2.- a) Das Bundesamt für Strassen macht geltend, X.________ habe nur gerade 4 Monate nach dem Erwerb des Führerausweises erstmals gegen Vorschriften des Strassenverkehrsgesetzes verstossen. Anlässlich der ersten beiden Widerhandlungen habe er sogar jeweils einen Unfall verursacht. Die innerhalb von rund 10 Jahren ausgesprochenen 6 Massnahmen hätten ihn nicht davon abgehalten, lediglich 10 Monate nach der letzten Widerhandlung und noch vor dem Vollzug der dafür angeordneten Massnahme, den Verkehr am 18. Juni 1999 in verantwortungsloser Weise durch Überschreiten der innerorts zulässigen Höchstgeschwindigkeit um 38 km/h abermals zu gefährden. Damit ergebe sich das Bild eines Fahrzeuglenkers, der sich der Gefahren, die mit dem Führen eines Motorfahrzeuges verbunden seien, entweder nicht bewusst sei, oder dem die Fähigkeit oder der Wille fehlten, diesen Gefahren Rechnung zu tragen. Weder Verkehrsunterricht noch Verkehrsunfälle hätten ihn zu einer rücksichtsvollen Fahrweise veranlassen können. Geschäftliche und private Interessen würde X.________ höher bewerten als diejenigen anderer Verkehrsteilnehmer, nicht gefährdet oder verletzt zu werden. Diese Haltung offenbare einen derartigen Mangel an Verantwortungsbewusstsein im Strassenverkehr, dass die charakterliche Eignung zum Führen von Motorfahrzeugen ernsthaft bezweifelt werden müsse. Es genüge nicht, wenn die Vorinstanz für den Fall einer erneuten Widerhandlung einen Sicherungsentzug androhe.

------------------------------------------------------------------------

- [Aufgabe A]: Gib alle Zeilen weiter unten zurück, in denen die Zeichenfolge „water“ vorkommt. Achte dabei auf Groß- und Kleinschreibung.
Die Zeilen stehen in keinem Zusammenhang mit dem Textauszug.

------------------------------------------------------------------------

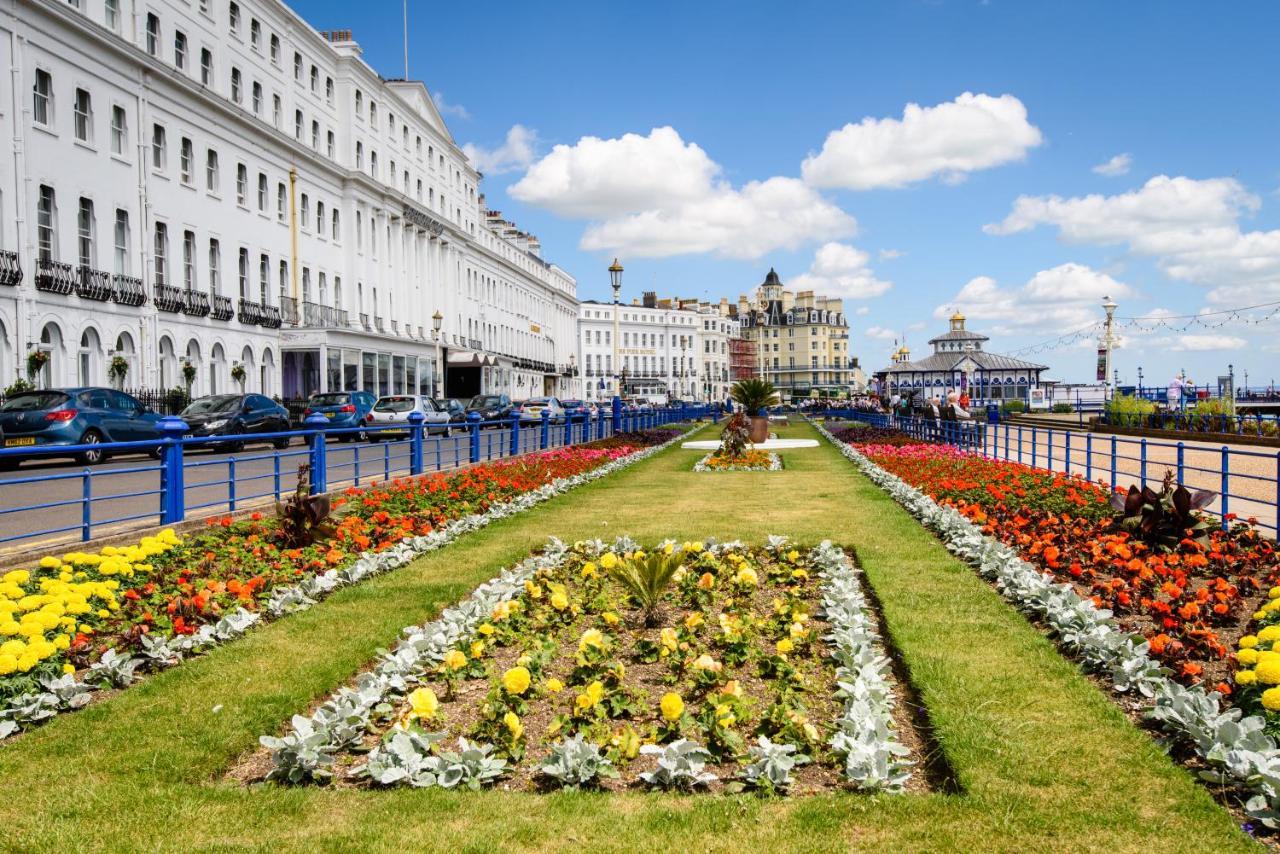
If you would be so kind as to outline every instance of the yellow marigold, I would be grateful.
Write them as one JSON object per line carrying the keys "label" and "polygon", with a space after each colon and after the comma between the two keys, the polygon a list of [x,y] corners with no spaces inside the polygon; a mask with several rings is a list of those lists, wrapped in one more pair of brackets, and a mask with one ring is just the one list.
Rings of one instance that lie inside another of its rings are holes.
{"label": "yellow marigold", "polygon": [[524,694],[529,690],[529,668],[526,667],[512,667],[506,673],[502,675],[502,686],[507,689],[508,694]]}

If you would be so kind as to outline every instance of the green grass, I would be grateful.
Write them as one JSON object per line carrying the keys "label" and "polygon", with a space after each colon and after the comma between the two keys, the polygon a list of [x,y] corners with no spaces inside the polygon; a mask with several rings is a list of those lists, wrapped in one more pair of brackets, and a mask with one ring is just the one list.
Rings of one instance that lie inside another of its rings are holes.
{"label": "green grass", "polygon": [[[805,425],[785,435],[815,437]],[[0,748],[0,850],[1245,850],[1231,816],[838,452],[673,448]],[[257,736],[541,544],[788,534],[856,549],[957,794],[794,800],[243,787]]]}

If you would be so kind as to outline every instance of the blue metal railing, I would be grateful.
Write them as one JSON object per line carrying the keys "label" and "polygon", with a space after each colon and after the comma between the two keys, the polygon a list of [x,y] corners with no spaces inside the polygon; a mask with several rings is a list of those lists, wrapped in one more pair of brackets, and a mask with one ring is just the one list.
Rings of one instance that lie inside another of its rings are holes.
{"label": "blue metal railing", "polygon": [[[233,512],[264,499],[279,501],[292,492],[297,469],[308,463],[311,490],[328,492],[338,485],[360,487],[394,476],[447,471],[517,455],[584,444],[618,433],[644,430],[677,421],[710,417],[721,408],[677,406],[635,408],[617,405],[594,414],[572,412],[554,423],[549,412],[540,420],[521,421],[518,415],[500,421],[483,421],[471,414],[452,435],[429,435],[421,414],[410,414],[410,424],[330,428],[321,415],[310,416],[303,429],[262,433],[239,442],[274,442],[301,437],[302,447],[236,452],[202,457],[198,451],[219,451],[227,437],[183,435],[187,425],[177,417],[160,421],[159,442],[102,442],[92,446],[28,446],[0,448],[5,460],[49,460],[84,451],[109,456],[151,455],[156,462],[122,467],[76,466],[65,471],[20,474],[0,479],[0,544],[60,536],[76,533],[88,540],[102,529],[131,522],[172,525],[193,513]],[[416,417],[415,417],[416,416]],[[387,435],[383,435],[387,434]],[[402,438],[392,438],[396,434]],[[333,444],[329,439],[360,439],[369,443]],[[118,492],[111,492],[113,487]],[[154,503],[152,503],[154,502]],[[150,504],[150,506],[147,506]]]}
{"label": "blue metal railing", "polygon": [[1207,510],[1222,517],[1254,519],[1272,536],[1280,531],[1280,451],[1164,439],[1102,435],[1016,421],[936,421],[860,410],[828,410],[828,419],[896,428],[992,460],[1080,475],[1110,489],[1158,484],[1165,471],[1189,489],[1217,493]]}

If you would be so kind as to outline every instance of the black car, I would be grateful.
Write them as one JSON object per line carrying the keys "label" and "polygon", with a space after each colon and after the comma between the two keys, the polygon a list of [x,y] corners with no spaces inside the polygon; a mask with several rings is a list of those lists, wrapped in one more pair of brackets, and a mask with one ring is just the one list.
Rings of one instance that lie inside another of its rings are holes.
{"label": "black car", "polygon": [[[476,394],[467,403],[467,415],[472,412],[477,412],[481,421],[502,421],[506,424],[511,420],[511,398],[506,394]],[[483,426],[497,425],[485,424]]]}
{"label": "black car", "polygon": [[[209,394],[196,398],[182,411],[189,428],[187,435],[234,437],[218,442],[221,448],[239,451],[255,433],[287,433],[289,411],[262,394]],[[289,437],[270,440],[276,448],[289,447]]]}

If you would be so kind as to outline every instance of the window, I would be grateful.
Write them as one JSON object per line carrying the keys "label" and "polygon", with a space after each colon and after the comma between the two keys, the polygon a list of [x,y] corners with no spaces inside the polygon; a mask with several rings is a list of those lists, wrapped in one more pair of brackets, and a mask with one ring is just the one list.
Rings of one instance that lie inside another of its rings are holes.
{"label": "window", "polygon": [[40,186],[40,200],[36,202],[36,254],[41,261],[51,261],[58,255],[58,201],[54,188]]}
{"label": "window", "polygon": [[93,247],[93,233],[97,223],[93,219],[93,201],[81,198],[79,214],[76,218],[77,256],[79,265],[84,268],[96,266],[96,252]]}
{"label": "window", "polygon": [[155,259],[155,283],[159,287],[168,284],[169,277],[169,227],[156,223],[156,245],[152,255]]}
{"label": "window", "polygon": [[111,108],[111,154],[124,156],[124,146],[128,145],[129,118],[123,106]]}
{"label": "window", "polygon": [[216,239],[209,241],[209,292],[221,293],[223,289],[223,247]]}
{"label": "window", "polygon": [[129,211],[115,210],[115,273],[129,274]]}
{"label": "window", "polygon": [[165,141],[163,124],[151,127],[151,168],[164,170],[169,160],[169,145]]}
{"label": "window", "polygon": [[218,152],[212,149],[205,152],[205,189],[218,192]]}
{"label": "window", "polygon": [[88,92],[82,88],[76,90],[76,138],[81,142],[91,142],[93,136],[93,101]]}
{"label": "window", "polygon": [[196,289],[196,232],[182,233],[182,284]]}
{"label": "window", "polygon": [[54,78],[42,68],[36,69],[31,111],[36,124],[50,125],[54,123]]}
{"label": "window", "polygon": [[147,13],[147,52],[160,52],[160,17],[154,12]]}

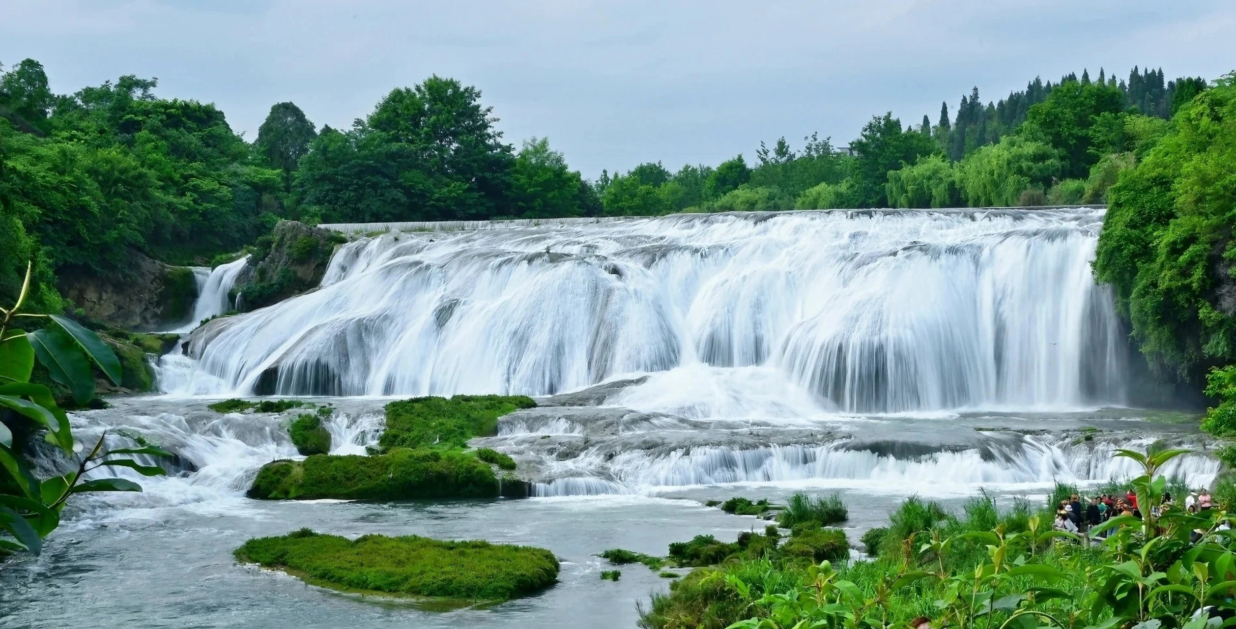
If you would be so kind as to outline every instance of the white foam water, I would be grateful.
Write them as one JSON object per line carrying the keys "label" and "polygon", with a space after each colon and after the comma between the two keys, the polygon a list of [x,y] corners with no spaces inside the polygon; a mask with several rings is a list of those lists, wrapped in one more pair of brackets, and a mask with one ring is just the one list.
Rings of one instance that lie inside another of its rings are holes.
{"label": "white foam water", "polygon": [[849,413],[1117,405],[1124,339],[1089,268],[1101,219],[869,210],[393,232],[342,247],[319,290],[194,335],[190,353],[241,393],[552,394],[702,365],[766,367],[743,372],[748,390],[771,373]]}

------------------------------------------------------------------------

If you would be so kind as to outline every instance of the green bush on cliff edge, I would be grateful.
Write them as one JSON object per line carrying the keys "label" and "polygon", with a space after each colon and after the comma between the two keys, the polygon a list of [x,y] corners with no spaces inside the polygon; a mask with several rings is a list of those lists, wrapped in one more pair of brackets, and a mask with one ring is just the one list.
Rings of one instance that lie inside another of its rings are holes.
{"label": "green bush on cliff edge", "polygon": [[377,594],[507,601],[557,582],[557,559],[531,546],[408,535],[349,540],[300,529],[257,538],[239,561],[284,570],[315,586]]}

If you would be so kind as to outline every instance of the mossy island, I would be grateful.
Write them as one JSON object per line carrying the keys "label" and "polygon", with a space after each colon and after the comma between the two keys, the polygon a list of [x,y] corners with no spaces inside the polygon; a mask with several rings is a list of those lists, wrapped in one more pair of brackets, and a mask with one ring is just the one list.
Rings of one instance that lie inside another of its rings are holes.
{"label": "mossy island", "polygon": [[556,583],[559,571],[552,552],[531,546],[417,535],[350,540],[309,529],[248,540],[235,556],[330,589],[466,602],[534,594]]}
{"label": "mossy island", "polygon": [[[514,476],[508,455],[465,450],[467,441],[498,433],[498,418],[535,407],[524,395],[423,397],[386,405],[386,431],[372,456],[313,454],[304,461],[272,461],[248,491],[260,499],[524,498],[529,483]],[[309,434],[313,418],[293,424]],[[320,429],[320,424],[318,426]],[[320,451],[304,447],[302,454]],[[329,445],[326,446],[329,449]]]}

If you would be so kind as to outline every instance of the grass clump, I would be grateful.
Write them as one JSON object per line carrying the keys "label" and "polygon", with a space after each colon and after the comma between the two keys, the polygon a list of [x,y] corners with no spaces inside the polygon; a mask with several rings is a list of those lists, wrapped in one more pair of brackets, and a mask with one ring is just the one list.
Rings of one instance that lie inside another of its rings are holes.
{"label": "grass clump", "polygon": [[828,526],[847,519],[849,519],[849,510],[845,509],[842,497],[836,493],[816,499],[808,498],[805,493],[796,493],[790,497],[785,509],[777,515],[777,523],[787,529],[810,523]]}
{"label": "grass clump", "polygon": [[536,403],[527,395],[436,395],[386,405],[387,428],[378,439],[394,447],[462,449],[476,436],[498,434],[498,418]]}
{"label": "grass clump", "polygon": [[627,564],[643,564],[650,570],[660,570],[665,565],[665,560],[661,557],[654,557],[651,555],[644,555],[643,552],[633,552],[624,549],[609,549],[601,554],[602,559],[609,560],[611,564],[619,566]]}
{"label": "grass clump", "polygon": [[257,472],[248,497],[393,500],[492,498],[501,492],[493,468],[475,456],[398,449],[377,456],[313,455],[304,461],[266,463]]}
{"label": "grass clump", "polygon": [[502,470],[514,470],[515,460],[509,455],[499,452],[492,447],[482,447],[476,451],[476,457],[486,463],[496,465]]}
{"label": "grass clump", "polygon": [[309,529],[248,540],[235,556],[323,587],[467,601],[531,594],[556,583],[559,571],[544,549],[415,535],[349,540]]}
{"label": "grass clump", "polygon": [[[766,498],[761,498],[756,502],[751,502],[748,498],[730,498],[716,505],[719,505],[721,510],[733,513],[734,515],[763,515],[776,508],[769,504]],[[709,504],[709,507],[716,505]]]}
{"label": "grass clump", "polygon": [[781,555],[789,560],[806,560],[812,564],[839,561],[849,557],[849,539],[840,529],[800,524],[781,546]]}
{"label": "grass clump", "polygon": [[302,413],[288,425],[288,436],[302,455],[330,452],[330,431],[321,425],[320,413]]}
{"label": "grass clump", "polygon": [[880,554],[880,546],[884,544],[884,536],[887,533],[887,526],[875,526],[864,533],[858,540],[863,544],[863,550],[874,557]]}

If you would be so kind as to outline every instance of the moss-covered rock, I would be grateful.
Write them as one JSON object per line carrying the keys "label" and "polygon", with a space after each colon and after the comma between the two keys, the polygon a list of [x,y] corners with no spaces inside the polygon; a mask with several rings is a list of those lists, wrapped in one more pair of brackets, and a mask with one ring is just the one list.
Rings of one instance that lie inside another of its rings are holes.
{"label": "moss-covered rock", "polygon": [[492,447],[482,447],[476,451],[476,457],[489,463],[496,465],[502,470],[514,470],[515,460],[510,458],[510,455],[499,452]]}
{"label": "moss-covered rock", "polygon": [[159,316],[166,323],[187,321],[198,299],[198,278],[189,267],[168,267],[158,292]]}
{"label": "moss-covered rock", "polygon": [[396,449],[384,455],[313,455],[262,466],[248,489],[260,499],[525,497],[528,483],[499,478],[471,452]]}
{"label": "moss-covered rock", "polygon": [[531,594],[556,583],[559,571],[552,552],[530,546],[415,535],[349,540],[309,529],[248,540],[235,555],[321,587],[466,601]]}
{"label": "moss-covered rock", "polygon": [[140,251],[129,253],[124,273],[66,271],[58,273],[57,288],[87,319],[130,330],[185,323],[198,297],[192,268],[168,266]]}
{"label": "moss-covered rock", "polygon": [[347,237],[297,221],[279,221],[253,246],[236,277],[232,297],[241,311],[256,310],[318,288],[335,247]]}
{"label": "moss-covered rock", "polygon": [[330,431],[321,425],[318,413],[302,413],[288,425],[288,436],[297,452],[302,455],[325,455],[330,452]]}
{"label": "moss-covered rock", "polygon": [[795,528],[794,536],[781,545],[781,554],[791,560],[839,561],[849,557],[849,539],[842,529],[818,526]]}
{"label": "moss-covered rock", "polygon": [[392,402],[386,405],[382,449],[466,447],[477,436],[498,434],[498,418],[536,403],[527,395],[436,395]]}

------------------------------------------------------------------------

- [Aufgabe B]:
Beantworte anhand des Textauszugs:
(i) Wie viele Monate nach dem Erwerb des Führerausweises verstieß der Fahrzeuglenker erstmals gegen Vorschriften des Strassenverkehrsgesetzes?
(ii) Wie viele Massnahmen wurden innerhalb von rund 10 Jahren ausgesprochen?
(iii) Um wie viele km/h wurde am 18. Juni 1999 die innerorts zulässige Höchstgeschwindigkeit überschritten?

- [Antwort A]:
If you would be so kind as to outline every instance of the white foam water, I would be grateful.
{"label": "white foam water", "polygon": [[849,413],[1117,405],[1124,339],[1089,268],[1101,219],[869,210],[393,232],[342,247],[319,290],[194,335],[190,353],[241,393],[552,394],[702,365],[766,367],[743,372],[748,390],[771,373]]}

- [Antwort B]:
(i) 4 Monate
(ii) 6 Massnahmen
(iii) 38 km/h